Prompt
Reproduce the data that follows precisely.

Natural language region descriptions
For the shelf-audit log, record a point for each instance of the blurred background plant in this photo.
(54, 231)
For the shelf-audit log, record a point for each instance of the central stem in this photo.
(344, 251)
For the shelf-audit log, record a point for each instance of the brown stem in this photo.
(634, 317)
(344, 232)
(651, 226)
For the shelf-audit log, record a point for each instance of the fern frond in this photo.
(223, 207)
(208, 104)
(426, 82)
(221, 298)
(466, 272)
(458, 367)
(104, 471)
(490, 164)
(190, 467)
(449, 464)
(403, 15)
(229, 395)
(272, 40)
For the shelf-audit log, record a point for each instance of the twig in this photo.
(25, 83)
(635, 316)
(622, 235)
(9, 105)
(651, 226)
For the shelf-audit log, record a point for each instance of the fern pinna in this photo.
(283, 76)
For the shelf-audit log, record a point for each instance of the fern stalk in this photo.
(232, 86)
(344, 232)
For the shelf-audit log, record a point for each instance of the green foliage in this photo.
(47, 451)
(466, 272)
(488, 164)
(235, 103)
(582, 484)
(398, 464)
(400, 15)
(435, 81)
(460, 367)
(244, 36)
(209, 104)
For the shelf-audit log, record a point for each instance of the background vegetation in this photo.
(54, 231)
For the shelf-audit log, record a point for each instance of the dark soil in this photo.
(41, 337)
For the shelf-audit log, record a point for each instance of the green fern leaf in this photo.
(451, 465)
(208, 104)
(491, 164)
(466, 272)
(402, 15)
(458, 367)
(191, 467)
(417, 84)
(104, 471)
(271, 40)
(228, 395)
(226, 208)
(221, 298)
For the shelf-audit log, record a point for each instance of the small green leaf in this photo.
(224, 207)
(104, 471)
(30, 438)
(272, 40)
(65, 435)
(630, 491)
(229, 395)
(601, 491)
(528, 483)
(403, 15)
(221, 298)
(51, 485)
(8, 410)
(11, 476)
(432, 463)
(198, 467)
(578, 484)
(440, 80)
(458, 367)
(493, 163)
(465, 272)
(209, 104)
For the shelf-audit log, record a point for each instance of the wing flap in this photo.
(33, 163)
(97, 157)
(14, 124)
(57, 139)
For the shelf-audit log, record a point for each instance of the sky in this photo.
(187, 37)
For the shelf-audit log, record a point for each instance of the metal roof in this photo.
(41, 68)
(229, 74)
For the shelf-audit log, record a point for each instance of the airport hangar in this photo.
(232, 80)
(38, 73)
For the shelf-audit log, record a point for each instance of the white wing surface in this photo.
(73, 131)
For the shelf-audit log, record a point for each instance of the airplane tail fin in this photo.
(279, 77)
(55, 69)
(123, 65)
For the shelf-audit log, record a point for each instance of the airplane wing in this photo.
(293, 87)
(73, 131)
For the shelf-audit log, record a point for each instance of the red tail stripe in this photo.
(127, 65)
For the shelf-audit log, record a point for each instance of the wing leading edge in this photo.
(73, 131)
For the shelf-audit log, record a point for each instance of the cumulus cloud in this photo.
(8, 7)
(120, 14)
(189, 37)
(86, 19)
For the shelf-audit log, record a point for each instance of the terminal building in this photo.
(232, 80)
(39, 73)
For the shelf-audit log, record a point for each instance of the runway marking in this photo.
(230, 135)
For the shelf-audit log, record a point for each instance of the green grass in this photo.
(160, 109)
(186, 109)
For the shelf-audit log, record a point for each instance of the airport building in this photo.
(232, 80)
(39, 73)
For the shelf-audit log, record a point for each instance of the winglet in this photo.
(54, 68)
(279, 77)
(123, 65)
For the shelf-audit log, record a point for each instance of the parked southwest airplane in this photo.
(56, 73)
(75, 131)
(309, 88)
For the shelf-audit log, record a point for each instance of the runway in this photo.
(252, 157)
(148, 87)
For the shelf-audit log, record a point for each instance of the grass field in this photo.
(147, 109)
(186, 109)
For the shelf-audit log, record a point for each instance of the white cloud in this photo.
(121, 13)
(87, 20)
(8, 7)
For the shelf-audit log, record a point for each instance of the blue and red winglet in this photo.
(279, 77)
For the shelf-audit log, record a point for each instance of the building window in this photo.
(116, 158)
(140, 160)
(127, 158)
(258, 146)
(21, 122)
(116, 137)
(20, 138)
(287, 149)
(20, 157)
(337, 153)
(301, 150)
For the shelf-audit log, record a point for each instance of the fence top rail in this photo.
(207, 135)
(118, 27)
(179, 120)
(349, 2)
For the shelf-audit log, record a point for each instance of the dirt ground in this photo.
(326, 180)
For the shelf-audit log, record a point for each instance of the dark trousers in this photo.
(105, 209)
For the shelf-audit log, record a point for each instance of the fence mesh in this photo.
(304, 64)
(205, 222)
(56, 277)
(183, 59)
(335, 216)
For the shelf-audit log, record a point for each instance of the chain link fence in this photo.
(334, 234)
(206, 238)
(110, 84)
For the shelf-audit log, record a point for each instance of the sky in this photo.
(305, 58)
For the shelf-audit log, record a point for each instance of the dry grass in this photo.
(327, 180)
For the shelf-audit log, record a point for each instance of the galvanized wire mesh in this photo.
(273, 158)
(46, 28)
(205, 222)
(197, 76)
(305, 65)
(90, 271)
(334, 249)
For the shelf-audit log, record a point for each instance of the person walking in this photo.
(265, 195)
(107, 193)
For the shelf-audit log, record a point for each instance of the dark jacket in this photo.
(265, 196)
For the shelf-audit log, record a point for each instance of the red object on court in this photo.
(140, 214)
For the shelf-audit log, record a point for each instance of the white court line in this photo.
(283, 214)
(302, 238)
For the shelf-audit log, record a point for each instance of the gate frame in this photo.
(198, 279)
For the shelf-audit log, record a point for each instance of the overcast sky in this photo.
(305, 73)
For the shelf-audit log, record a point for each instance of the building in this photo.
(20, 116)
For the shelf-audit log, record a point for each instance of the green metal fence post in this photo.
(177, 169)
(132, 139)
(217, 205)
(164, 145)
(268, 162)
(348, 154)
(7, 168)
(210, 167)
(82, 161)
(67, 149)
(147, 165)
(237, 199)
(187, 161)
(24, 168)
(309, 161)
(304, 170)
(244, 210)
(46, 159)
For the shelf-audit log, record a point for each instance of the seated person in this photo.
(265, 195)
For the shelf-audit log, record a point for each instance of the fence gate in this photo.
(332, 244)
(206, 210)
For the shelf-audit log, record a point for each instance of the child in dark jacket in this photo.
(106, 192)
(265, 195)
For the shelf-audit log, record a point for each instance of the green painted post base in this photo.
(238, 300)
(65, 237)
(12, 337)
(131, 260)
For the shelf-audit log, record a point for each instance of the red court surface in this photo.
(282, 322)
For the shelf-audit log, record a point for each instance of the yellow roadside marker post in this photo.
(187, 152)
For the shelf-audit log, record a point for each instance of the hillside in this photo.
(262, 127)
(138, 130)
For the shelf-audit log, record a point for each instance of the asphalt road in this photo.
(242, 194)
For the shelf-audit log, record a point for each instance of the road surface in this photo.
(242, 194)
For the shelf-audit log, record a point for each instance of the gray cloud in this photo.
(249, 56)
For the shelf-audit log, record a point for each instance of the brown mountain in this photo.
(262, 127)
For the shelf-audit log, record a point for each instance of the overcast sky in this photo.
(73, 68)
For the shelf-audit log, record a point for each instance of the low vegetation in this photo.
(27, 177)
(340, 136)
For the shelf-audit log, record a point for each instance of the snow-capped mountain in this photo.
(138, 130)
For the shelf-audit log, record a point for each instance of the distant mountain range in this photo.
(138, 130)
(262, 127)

Task response
For the shelf-audit log, record a point for each instance of the blurred background plant in this photo.
(54, 231)
For the shelf-audit log, record a point for each instance of the central stem in this photo.
(344, 251)
For the shelf-audit log, record a point for each instance of the brown stem in this photo.
(634, 317)
(344, 232)
(651, 226)
For the shelf-audit log, record a point for each instance of the fern frond in this photo.
(223, 207)
(208, 104)
(426, 82)
(221, 298)
(466, 272)
(458, 367)
(104, 471)
(490, 164)
(190, 467)
(449, 464)
(403, 15)
(229, 395)
(272, 40)
For the shelf-audit log, record a point for each instance of the twig in this photo.
(25, 83)
(635, 316)
(622, 235)
(9, 105)
(651, 226)
For the shelf-audit log, record a point for each instance of the fern pinna in this photo.
(283, 76)
For the shelf-audit log, record a point for each instance of the fern stalk in this photo.
(232, 86)
(344, 232)
For the shelf-audit log, record a point for each instance of the green foliage in this photo.
(47, 451)
(466, 272)
(488, 164)
(235, 103)
(582, 484)
(398, 464)
(400, 15)
(435, 81)
(460, 367)
(244, 36)
(209, 104)
For the shelf-audit log, record a point for each instance of the background vegetation in this photo.
(54, 231)
For the shelf-audit log, record a point for each instance of the dark soil in this photo.
(41, 337)
For the shelf-audit log, record a point for each instance of the green fern leaf in this photo.
(451, 465)
(208, 104)
(491, 164)
(466, 272)
(402, 15)
(458, 367)
(191, 467)
(417, 84)
(104, 471)
(271, 40)
(228, 395)
(226, 208)
(221, 298)
For the shelf-audit log, record a point for each instance of the small green leaf in this photo.
(224, 207)
(104, 471)
(30, 438)
(272, 40)
(65, 435)
(630, 491)
(229, 395)
(601, 491)
(528, 483)
(403, 15)
(221, 298)
(51, 485)
(8, 410)
(11, 476)
(432, 463)
(198, 467)
(578, 484)
(440, 80)
(458, 367)
(493, 163)
(465, 272)
(209, 104)
For the shelf-audit log, record a point for each instance of the wing flap in this photo.
(33, 163)
(97, 157)
(14, 124)
(57, 139)
For the shelf-audit log, record a point for each instance of the sky in this photo.
(187, 37)
For the shelf-audit log, record a point for each instance of the metal roof in this photo.
(41, 68)
(229, 74)
For the shelf-audit log, record a point for each instance of the airport hangar in this photo.
(232, 80)
(38, 73)
For the shelf-audit log, record a point for each instance of the white wing surface in this photo.
(73, 131)
For the shelf-audit log, record a point for each instance of the airplane tail fin in this photo.
(279, 77)
(55, 69)
(123, 65)
For the shelf-audit log, record a point for each instance of the airplane wing in this photo.
(293, 87)
(73, 131)
For the shelf-audit log, record a point for each instance of the red tail stripe in this photo.
(127, 65)
For the shelf-audit log, record a point for each instance of the wing leading edge in this photo.
(73, 131)
For the shelf-audit log, record a point for each instance of the cumulus cloud in this photo.
(8, 7)
(120, 14)
(189, 37)
(86, 19)
For the shelf-audit log, record a point for each instance of the terminal building in this photo.
(232, 80)
(39, 73)
For the shelf-audit log, record a point for each instance of the runway marking in this photo.
(230, 135)
For the shelf-audit log, record a point for each instance of the green grass in this photo.
(160, 109)
(186, 109)
For the shelf-audit log, record a point for each instance of the airport building in this photo.
(232, 80)
(39, 73)
For the shelf-audit log, record a point for each instance of the winglet in this photo.
(54, 68)
(279, 77)
(123, 65)
For the shelf-audit log, record a point for each instance of the parked southwest airplane in this photo.
(56, 73)
(75, 131)
(309, 88)
For the shelf-audit log, record a point for each instance of the runway in this photo.
(252, 157)
(148, 87)
For the shelf-audit log, record a point for each instance of the grass field in this photo.
(147, 109)
(186, 109)
For the shelf-audit log, record a point for each instance of the white cloud in this photo.
(121, 13)
(87, 20)
(8, 7)
For the shelf-audit log, record a point for each instance of the blue and red winglet in this photo.
(279, 77)
For the shelf-audit log, record a point for each instance of the building window in this photo.
(116, 158)
(140, 160)
(127, 158)
(258, 146)
(21, 122)
(116, 137)
(20, 138)
(287, 149)
(20, 157)
(337, 153)
(301, 150)
For the shelf-audit log, record a point for each instance of the fence top rail in this photo.
(207, 135)
(118, 27)
(179, 120)
(349, 2)
For the shelf-audit log, record a point for each instance of the dirt ground in this photo.
(326, 180)
For the shelf-audit log, record a point for each instance of the dark trousers in this photo.
(105, 209)
For the shelf-audit log, record a point for each instance of the fence mesh in this photo.
(304, 64)
(205, 222)
(56, 277)
(183, 59)
(335, 216)
For the shelf-audit log, record a point for each instance of the chain link fence in this photo.
(334, 234)
(206, 238)
(110, 84)
For the shelf-audit log, record a point for each instance of the sky in this photo.
(305, 58)
For the shelf-audit log, record a point for each instance of the dry grass in this photo.
(327, 180)
For the shelf-audit log, record a point for each instance of the galvanized wire mesh in this photo.
(273, 158)
(46, 28)
(205, 222)
(197, 76)
(305, 65)
(90, 271)
(334, 249)
For the shelf-audit log, record a point for each instance of the person walking in this photo.
(265, 195)
(107, 193)
For the shelf-audit log, record a point for each instance of the dark jacket in this photo.
(265, 196)
For the shelf-audit log, record a point for each instance of the red object on court in this photo.
(140, 214)
For the shelf-audit log, record a point for each instance of the white court line in this photo.
(283, 214)
(302, 238)
For the shelf-audit log, record a point for each instance of the gate frame in this photo.
(198, 279)
For the shelf-audit log, record a point for each instance of the overcast sky in this photo.
(305, 73)
For the shelf-audit log, record a point for each instance of the building in this photo.
(20, 116)
For the shelf-audit log, record a point for each instance of the green metal fence post in this photo.
(177, 169)
(132, 139)
(217, 205)
(164, 145)
(268, 162)
(348, 154)
(7, 168)
(210, 167)
(82, 161)
(67, 149)
(147, 165)
(237, 199)
(187, 161)
(24, 168)
(309, 161)
(304, 170)
(244, 210)
(46, 159)
For the shelf-audit log, record a point for each instance of the seated person in this photo.
(265, 195)
For the shelf-audit log, record a point for each instance of the fence gate in this photo.
(332, 244)
(206, 210)
For the shelf-audit log, record a point for each instance of the child in dark jacket in this photo.
(106, 192)
(265, 195)
For the shelf-audit log, record a point for each instance of the green painted post base in this photo.
(238, 300)
(65, 237)
(12, 337)
(131, 260)
For the shelf-audit log, record a point for each instance of the red court surface in this photo.
(282, 322)
For the shelf-audit log, record a point for each instance of the yellow roadside marker post in this photo.
(187, 152)
For the shelf-audit log, record a point for each instance of the hillside in this photo.
(262, 127)
(138, 130)
For the shelf-audit log, record a point for each instance of the asphalt road in this photo.
(242, 194)
For the shelf-audit log, record a point for each instance of the road surface in this photo.
(242, 194)
For the shelf-audit log, record a point for each instance of the gray cloud in this photo.
(249, 56)
For the shelf-audit log, record a point for each instance of the brown mountain in this photo.
(262, 127)
For the shelf-audit log, record a point for each instance of the overcast sky in this photo.
(73, 68)
For the shelf-audit log, record a point for each instance of the low vegetation in this photo.
(27, 177)
(340, 136)
For the shelf-audit log, record a point for each instance of the snow-capped mountain in this photo.
(138, 130)
For the shelf-audit log, record a point for each instance of the distant mountain range in this photo.
(138, 130)
(262, 127)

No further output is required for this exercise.